Description of the task: Count the lines in the data below that contain the string "bride", matching case exactly, and give only that number.

Supplied data:
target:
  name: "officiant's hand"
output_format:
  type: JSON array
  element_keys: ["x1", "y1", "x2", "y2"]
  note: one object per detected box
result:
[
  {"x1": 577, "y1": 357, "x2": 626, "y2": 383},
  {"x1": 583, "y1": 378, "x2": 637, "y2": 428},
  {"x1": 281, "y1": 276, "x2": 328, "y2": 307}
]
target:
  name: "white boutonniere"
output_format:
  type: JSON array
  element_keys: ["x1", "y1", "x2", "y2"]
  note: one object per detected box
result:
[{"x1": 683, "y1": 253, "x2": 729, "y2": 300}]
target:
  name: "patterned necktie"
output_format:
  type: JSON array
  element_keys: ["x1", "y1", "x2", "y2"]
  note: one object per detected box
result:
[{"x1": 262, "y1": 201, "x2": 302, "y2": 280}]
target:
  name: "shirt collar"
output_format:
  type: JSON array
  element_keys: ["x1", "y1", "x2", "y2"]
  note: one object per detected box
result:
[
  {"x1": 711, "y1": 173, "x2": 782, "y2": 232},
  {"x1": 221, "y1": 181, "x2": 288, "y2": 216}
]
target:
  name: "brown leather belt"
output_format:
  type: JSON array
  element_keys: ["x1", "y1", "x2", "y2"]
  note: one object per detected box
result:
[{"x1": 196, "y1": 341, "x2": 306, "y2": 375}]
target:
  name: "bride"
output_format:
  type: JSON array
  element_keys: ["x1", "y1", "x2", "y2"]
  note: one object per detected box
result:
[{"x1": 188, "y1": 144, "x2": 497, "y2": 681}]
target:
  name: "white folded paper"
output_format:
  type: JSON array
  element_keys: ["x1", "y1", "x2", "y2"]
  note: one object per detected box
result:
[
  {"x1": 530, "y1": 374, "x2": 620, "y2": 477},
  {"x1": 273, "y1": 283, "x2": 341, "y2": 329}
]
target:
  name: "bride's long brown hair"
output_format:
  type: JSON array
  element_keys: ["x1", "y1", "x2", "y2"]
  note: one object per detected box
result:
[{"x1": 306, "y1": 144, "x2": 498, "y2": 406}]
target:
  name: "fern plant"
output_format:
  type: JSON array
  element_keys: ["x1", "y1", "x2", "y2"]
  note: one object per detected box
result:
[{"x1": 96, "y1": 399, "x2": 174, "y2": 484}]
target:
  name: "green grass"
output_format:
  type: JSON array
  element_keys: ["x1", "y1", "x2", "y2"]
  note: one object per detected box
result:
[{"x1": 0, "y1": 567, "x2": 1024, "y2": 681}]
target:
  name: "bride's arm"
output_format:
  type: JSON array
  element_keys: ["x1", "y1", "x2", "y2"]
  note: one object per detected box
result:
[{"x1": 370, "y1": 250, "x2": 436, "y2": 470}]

Solution to the exercise: 3